Passage provided START

Nothing much seems likely to happen immediately. The attorney-general, Avichai Mandelblit, is expected to take several months to decide how to act on the police brief. Netanyahu reaffirms his innocence and insists he’s staying as prime minister until elections due late next year.
Israeli police are not suggesting Packer will be charged with anything, but connection with Netanyahu’s scandal is not a good look. Hit by China’s crackdown on his high-roller customers, Packer has sold out of Macau and Las Vegas to concentrate on his existing Melbourne and Perth casinos, and his controversial casino-hotel-apartment project in Sydney’s Barangaroo precinct.
Hemmed in by tighter sanctions applied by China and worried about Donald Trump’s threats of a pre-emptive strike on his nuclear facilities, North Korea’s Kim Jong-un made a deft move out of the playbook written by his late father, Kim Jong-il, turning on a charm offensive at the Winter Olympics in South Korea.
For the opening last weekend he sent the most senior figures to visit Seoul since the North Korean People’s Army briefly captured Seoul in 1950 at the start of the Korean War. They were led by the ceremonial head of state, Kim Yong-nam, but more daringly, in a flourish of dynastic royalty, his younger sister, Kim Yo-jong.
In addition there were athletes for joint teams with the south in some events, a squad of young female supporters chosen for their good looks, and a cultural group. While many are aware of the cynicism behind it, South Koreans are susceptible to all of this. The royal Ms Kim got a meeting with President Moon Jae-in and passed on an invitation from her big brother for him to visit Pyongyang. She looked serene, sitting just behind US Vice President Mike Pence, who looked as awkwardly stiff as if he’d found himself dining alone with a woman who is not his wife, a practice he avoids.
It all buys time for Pyongyang to work on its nuclear forces. If he goes to Pyongyang, Moon would be treading the “Sunshine Diplomacy” path of his late predecessor Kim Dae-jung, who had to secretly fork out $US500 million to get his Nobel peace prize-winning meeting with Kim Jong-il, and then was portrayed by the north as supplicant to the truly Korean regime.
As widely expected, Trump has nominated the commander of the US Pacific fleet, Admiral Harry Harris, as new ambassador to Australia, filling a post vacant for some 15 months. One old Australian acquaintance unlikely to be invited to the embassy’s July 4 party is David Hicks.
Harris was commander of the US base at Guantánamo Bay, Cuba, and the internment camp for al-Qaeda prisoners between March 2006 and June 2007. This covered the last year of Hicks’s internment at Guantánamo, which began after being arrested in Afghanistan trying to escape in late 2001 where he’d been involved with Islamist militants. After pleading guilty to aiding terrorism in a military kangaroo court, Hicks was repatriated to Australia in May 2007 and held in an Adelaide prison until the end of that year.

Passage provided END

From the news commentary above, extract the words starting at "In addition there" and ending at "practice he avoids.", copied without any change.

Provided information START

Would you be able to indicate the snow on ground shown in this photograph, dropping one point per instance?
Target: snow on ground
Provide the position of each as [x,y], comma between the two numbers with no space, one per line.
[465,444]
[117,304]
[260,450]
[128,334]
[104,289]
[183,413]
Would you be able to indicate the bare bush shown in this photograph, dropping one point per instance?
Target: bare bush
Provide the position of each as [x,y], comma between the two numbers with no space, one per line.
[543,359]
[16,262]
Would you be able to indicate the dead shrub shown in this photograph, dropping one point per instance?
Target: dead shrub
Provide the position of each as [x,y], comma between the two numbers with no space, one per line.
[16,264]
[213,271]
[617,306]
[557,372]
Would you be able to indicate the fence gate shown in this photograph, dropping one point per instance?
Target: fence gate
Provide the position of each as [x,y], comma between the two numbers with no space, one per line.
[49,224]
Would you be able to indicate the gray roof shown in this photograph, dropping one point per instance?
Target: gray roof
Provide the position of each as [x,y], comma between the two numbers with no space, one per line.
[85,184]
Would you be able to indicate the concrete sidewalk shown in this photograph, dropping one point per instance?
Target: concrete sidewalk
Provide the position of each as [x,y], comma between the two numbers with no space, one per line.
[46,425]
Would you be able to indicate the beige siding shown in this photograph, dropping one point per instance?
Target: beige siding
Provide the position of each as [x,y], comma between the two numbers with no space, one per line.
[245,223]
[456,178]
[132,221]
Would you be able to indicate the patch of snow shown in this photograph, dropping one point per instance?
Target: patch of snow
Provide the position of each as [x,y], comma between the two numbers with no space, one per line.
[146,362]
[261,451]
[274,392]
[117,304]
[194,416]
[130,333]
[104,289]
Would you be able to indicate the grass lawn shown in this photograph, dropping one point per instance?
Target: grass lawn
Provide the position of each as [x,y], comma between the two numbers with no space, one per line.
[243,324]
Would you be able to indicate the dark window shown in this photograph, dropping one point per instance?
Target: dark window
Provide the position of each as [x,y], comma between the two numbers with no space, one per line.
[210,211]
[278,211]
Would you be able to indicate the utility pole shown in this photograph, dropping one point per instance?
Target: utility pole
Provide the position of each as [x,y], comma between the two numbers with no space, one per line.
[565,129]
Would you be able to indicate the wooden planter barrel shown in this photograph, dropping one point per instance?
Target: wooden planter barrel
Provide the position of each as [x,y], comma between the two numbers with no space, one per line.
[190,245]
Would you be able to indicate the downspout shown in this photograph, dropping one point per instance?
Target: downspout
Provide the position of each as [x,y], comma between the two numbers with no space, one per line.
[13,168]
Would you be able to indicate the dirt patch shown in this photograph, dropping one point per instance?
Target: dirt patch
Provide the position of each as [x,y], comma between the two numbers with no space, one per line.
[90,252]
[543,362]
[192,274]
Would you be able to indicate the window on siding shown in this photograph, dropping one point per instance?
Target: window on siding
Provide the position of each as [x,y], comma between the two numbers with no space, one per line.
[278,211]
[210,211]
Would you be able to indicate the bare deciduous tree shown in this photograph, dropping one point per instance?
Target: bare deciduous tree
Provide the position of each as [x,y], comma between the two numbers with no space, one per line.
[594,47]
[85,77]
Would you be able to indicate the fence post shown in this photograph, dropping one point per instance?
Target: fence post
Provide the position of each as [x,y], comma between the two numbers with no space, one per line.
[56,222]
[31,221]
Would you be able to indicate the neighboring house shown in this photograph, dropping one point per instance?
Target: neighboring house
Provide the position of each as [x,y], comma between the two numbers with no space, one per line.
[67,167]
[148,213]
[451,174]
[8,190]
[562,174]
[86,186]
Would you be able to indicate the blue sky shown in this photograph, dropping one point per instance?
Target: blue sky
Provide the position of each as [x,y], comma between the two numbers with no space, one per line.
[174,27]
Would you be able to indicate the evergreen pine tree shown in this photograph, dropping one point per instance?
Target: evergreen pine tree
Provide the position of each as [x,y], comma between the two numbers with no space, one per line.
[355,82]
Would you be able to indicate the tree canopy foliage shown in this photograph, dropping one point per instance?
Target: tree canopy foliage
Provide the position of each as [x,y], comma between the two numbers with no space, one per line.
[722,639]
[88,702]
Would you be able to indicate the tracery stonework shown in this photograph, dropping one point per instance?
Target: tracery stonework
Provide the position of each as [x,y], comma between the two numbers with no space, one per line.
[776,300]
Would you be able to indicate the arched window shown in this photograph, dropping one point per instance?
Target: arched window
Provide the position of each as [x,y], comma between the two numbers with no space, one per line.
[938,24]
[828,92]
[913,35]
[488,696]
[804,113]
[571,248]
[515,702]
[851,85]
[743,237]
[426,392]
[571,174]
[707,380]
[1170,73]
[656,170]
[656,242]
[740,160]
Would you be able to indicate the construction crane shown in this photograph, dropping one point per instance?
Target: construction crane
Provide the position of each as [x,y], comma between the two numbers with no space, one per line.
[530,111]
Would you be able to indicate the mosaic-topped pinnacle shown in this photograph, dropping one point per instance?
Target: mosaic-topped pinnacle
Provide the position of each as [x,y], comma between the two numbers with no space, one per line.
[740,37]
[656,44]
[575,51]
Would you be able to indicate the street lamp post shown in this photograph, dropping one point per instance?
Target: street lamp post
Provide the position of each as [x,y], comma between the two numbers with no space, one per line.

Provided information END

• Output below
In addition there were athletes for joint teams with the south in some events, a squad of young female supporters chosen for their good looks, and a cultural group. While many are aware of the cynicism behind it, South Koreans are susceptible to all of this. The royal Ms Kim got a meeting with President Moon Jae-in and passed on an invitation from her big brother for him to visit Pyongyang. She looked serene, sitting just behind US Vice President Mike Pence, who looked as awkwardly stiff as if he’d found himself dining alone with a woman who is not his wife, a practice he avoids.